Records from a collection:
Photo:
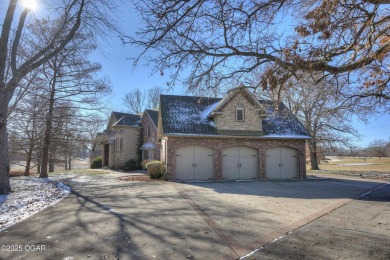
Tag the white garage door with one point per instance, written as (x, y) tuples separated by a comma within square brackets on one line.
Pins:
[(281, 163), (240, 163), (194, 163)]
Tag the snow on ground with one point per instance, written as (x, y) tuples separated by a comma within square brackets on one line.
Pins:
[(356, 164), (30, 195)]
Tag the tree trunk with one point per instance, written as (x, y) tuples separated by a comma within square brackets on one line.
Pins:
[(28, 161), (5, 187), (313, 155), (49, 126), (51, 163), (66, 161)]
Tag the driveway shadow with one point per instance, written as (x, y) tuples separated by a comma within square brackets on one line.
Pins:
[(327, 188)]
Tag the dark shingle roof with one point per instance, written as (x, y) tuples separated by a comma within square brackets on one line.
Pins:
[(189, 116), (281, 122), (153, 115), (124, 119)]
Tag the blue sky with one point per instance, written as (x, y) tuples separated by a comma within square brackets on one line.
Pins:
[(126, 78), (116, 66)]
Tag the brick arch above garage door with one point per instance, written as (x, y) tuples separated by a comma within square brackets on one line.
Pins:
[(282, 163), (262, 145), (240, 163)]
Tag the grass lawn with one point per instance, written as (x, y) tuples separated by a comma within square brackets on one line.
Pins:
[(361, 166)]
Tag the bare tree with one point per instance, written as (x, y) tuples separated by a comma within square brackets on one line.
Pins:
[(74, 14), (220, 42), (135, 100), (27, 124), (153, 95), (377, 148), (323, 112)]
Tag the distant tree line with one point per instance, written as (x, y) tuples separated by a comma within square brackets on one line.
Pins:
[(377, 148), (137, 100)]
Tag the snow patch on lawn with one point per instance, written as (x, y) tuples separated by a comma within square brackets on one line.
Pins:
[(356, 164), (30, 195)]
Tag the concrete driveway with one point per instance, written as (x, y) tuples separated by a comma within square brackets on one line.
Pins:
[(110, 219)]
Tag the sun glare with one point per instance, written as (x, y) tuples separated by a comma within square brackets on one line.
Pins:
[(29, 4)]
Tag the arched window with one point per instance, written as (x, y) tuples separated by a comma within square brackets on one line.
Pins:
[(240, 113)]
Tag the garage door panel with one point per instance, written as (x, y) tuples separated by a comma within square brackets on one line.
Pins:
[(204, 163), (281, 163), (194, 163), (248, 167), (184, 167), (240, 162), (289, 163), (273, 163)]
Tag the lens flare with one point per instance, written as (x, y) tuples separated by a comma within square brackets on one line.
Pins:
[(29, 4)]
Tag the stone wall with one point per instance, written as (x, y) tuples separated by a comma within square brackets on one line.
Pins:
[(227, 121), (261, 145), (129, 149), (147, 122)]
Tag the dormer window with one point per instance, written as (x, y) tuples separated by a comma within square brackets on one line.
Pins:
[(240, 113), (148, 131)]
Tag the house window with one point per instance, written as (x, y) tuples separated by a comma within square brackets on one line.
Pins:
[(240, 115), (119, 145)]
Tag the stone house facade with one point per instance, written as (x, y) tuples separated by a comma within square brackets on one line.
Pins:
[(199, 138), (128, 137), (150, 147), (121, 139), (237, 137)]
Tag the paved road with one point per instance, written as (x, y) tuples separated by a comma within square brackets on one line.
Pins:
[(358, 230), (105, 218)]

» TASK PROMPT:
Express every line of the data above as a Markdown table with the columns "Row" and "Line," numbering each row and leaving out blank lines. Omit the pictures from your answer.

» ANSWER FOR THIS EXERCISE:
| Row | Line |
|---|---|
| 1 | Photo: |
| 2 | Tag the white garage door with one point per instance, written as (x, y) tuples separated by a comma within square brackets on one line. |
| 3 | Pins: |
| 4 | [(281, 163), (240, 163), (194, 163)] |
| 5 | Tag the snow on ground with one point per instance, written as (x, y) tuples separated by a comma within square brackets on one line. |
| 6 | Pins: |
| 7 | [(356, 164), (30, 195)] |
| 8 | Tag the tree trunk with one point per instance, written as (x, y) tuples separated by a comma within square brackets on one line. |
| 9 | Pins: |
| 10 | [(28, 161), (5, 187), (313, 155), (49, 126), (51, 163), (66, 161)] |
| 11 | Tag the driveway shadow with one point per instance, written as (x, y) tuples separated by a comma within square brackets on one line. |
| 12 | Pins: |
| 13 | [(327, 188)] |
| 14 | Tag the dark shingle roof with one point per instance, written as (x, y) tuples separated by a comma within square brackets on one line. |
| 15 | Pins: |
| 16 | [(189, 116), (281, 122), (153, 115), (124, 119)] |
| 17 | Tag the blue sky with one point per instance, written as (x, y) tuples separated by a comma within square brackets on one line. |
| 18 | Pins: |
| 19 | [(126, 78), (116, 66)] |
| 20 | Tag the brick arch above garage door with one point per instance, written as (x, y) tuples separated by a comma within square brackets on one line. |
| 21 | Pins: |
| 22 | [(282, 163), (262, 145), (240, 163)] |
| 23 | Tag the grass lawn with one point per instance, written as (x, y) tuples separated by a comma within square brackets on one line. |
| 24 | Pins: |
| 25 | [(361, 166)] |
| 26 | Tag the bare tree with one point per instance, written as (x, y) tuples separated by a comma within square brackets on one line. |
| 27 | Pins: |
| 28 | [(74, 14), (220, 42), (135, 100), (27, 124), (153, 95), (377, 148), (323, 112)] |
| 29 | Tag the distant tree line with one point per instance, written as (x, y) tuples separated by a comma within square brackets on one line. |
| 30 | Pins: |
| 31 | [(377, 148), (137, 100)] |
| 32 | Tag the snow patch on lawn with one point per instance, written as (x, y) tuples separated by a comma within square brackets on one line. |
| 33 | Pins: |
| 34 | [(356, 164), (30, 195)] |
| 35 | Tag the concrete driveway with one point per instance, written as (x, y) tuples separated by a comma within square brackets on one line. |
| 36 | Pins: |
| 37 | [(110, 219)] |
| 38 | Tag the sun glare with one point per instance, written as (x, y) tuples separated by a comma within square brackets on one line. |
| 39 | Pins: |
| 40 | [(29, 4)] |
| 41 | Tag the arched window with one point per instance, written as (x, y) tuples separated by a comma within square brackets on one line. |
| 42 | Pins: |
| 43 | [(240, 113)] |
| 44 | Tag the garage door panel with one point per instance, written as (x, y) tuples separated by a comma within square brackets on one line. |
| 45 | Pins: |
| 46 | [(204, 163), (281, 163), (194, 163), (248, 167), (184, 167), (240, 162), (289, 163), (273, 163)] |
| 47 | Tag the lens flare with one point per instance, written as (x, y) tuples separated by a comma within square brackets on one line. |
| 48 | Pins: |
| 49 | [(29, 4)] |
| 50 | Tag the stone wall with one point per instance, written as (x, y) tuples separated by a comma within square brackets on one line. |
| 51 | Pins: |
| 52 | [(227, 121), (261, 145), (129, 149), (147, 122)] |
| 53 | Tag the dormer window with one point per instance, written as (x, y) tuples separated by a comma within square brackets on one line. |
| 54 | Pins: |
| 55 | [(240, 113), (148, 131)] |
| 56 | Tag the house window with one point per instance, written as (x, y) tuples separated by a comma within square brackets on one line. |
| 57 | Pins: |
| 58 | [(240, 115), (119, 145)] |
| 59 | Tag the stone house facade with one point per instance, written as (x, y) tuples separated by a comma within square brackets on one line. |
| 60 | Pins: |
| 61 | [(199, 138), (128, 137), (150, 147), (121, 139), (237, 137)] |
| 62 | Tag the paved road with one point per instance, written as (x, y) tuples separated by a comma within square brackets on one line. |
| 63 | Pins: |
| 64 | [(358, 230), (105, 218)] |